_SOURCE_

★ ★ ★ ★ ★ ★ ★

The Papua problem

Papuans take part in a parade in Surabaya, East Java province, on 1 December, 2018, during the commemoration of Papua’s Independence Day from the Dutch, which is commemorated every year by separatists as a symbol of their freedom from Indonesia. (Juni Kriswanto / AFP Photo)

Papua was formerly a Dutch-controlled colony and had since been annexed by Indonesia in 1963. However, strong separationist sentiments still prevail on the Indonesian half of the island and the freshly concluded elections there served as a catalyst for spates of violence similar to those which occurred in July last year.

Indonesian security forces often clash with armed Papuan rebels although President Joko “Jokowi” Widodo has arguably given more attention to the region compared to other presidents since the Soeharto administration. Nevertheless, according to a report by Jakarta-based Institute for Policy Analysis of Conflict (IPAC), Jokowi’s government has made several policy miscalculations there.

★ ★ ★ ★ ★ ★ ★

_GIVEN INSTRUCTION 1_
Rewrite the passage on Papua from the words "Papuans take part" through "Kriswanto / AFP Photo)", putting "procession" wherever "parade" stands.

_PROVIDED RECORDS_
★ ★ ★ ★ ★ ★ ★

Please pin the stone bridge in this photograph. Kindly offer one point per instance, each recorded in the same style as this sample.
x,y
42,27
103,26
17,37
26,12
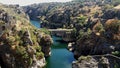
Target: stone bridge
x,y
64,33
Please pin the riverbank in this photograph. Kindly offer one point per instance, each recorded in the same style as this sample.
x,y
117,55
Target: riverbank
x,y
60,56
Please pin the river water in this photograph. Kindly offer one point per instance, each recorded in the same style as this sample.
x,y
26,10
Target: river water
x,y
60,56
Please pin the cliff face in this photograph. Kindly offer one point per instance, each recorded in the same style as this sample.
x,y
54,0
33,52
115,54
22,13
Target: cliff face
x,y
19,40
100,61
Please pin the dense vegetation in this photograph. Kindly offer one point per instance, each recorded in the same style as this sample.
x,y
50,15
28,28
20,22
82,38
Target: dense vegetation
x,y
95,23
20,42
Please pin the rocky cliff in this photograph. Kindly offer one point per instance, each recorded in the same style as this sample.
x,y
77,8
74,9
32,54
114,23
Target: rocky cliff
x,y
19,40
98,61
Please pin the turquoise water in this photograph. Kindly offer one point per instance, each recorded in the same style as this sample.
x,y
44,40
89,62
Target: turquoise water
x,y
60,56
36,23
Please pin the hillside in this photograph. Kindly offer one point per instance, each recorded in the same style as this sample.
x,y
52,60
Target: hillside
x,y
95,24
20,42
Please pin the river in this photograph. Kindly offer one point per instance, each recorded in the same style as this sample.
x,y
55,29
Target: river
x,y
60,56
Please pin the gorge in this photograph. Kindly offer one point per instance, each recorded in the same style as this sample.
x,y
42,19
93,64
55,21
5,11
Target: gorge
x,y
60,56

★ ★ ★ ★ ★ ★ ★

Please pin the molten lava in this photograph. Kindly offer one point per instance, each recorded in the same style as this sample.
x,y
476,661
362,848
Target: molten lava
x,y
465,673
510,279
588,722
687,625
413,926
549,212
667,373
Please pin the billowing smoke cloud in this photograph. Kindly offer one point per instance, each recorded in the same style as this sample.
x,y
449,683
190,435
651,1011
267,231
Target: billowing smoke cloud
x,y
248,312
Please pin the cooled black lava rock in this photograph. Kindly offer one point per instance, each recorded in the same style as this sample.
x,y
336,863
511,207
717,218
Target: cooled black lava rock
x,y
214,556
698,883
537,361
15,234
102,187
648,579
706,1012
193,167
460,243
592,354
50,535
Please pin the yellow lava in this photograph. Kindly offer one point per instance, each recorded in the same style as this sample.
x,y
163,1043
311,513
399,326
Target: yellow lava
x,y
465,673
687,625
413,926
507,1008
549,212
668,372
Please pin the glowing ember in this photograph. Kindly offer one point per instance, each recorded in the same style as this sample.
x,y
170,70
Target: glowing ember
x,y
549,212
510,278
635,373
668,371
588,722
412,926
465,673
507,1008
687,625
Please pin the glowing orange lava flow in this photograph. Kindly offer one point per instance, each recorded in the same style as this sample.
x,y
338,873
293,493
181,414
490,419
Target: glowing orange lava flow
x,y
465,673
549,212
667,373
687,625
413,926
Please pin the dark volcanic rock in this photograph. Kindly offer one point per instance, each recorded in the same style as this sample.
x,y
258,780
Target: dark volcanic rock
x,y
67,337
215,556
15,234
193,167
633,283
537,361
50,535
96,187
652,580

★ ★ ★ ★ ★ ★ ★

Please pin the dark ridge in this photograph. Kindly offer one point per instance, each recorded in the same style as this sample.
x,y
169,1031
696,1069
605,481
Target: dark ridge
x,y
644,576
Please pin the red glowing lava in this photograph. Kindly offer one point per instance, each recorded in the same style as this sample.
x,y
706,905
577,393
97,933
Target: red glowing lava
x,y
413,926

★ ★ ★ ★ ★ ★ ★

_GIVEN INSTRUCTION 2_
Return each line of the records that contains the string "vegetation". Case counts.

_TASK SOLUTION 1_
Papuans take part in a procession in Surabaya, East Java province, on 1 December, 2018, during the commemoration of Papua’s Independence Day from the Dutch, which is commemorated every year by separatists as a symbol of their freedom from Indonesia. (Juni Kriswanto / AFP Photo)

_TASK SOLUTION 2_
Please pin the dense vegetation in this photograph. Kindly offer one point per instance, each recorded in the same style as this sample.
Target: dense vegetation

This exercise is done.